**Data listing:**
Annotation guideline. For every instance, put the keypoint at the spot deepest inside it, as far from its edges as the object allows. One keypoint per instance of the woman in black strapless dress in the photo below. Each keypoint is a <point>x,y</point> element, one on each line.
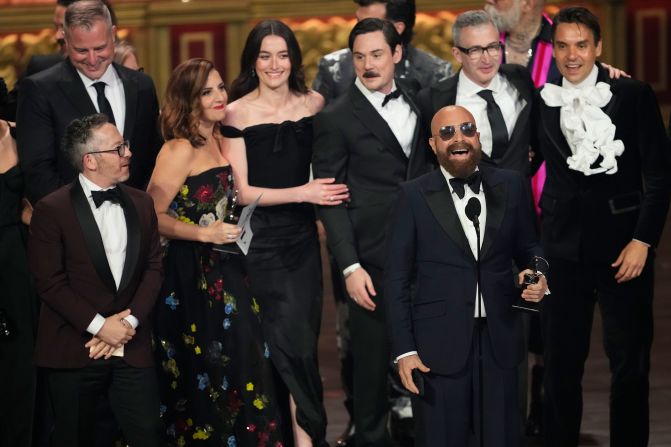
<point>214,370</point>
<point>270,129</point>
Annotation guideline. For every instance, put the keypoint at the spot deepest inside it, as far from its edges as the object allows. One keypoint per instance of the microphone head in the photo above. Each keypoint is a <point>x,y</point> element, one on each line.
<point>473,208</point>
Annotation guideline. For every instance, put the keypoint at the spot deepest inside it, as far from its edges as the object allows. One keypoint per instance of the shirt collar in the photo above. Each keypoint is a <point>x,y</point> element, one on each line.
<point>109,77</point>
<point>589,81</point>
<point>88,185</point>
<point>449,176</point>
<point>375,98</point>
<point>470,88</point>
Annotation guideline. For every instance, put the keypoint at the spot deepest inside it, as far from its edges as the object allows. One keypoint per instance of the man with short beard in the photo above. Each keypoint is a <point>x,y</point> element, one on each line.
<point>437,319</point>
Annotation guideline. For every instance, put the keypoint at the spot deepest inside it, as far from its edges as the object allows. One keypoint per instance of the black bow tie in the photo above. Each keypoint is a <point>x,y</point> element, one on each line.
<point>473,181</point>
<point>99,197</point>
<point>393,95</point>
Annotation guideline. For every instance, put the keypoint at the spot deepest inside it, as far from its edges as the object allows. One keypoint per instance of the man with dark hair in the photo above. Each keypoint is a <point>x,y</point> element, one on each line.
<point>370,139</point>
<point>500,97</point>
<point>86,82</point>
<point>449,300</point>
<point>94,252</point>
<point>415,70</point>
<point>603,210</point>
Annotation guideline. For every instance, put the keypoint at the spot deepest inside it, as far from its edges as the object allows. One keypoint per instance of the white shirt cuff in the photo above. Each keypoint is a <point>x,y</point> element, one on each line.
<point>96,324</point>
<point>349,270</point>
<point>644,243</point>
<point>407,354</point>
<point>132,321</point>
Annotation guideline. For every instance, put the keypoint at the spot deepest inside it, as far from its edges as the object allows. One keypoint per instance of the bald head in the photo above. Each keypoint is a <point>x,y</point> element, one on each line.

**What to do:**
Copy all the lines above exactly, leaving out the picture.

**Answer below:**
Annotation guideline. For every instance, put the keypoint at the spot deepest inside it, as far from its edges as the object allows. One keypoint per instance of the woman in black strapless dress in the photo below. Each keypoint is a <point>x,y</point> element, one on each line.
<point>214,370</point>
<point>270,129</point>
Annotation guideline. For every instance, put the keypoint at the spot deepest inside it, as far from its edges as the object allows. One keypoint per instance of the microphone head in the photo above. Each keypoint is a <point>x,y</point> element, one on each line.
<point>473,208</point>
Annotation guideline. For every instance, put the keypoint at the spot deepest inside it, as far from its edges as the object allows. One keypoint per instance of the shirt collar in the photo above. Each keypoint is a <point>x,y</point> element, one on each line.
<point>109,77</point>
<point>589,81</point>
<point>88,185</point>
<point>449,176</point>
<point>375,98</point>
<point>470,88</point>
Annotation guideline. For every instance, put the keypoint at the spot deepest inside it, as far from its edges as the object allows. One keypoint per instance of the man with short beard in the photo above. Each keypoint is a <point>x,y</point> element, one on each line.
<point>437,319</point>
Annotation guideline. For every instance, put the keypoint at the spot deepest inside it, as far from its edges as the object allows. One keypoint per instance of the black bow tie in the photo above. Each keypoint is a <point>x,y</point> element, one on each line.
<point>473,181</point>
<point>99,197</point>
<point>393,95</point>
Annotation guideline. For every instance, put the keypoint at the spot deepest inside it, as far from its edges as the object allows. One keypoint per instance of the man with dark hair in the photo above. Each keypoint is a <point>x,y</point> element, one on each line.
<point>370,139</point>
<point>500,97</point>
<point>86,82</point>
<point>449,300</point>
<point>94,252</point>
<point>415,70</point>
<point>603,210</point>
Annotation guideline. For every instance, put the keypoint at the spot deepest inside it, as far from its edges as the object allows. One keypoint per instance of the white shirt cuff in the photo above. Each keypoint is a <point>x,y</point> element, one on each line.
<point>96,324</point>
<point>349,270</point>
<point>644,243</point>
<point>407,354</point>
<point>132,321</point>
Annotation guideline. For every instance, put the keypoint at the spot deepest inside it, as far from its edges as the object allows. One keypoint per instance of the bald head in the photo above. Each keypoint is a <point>x,y</point> element, one on each line.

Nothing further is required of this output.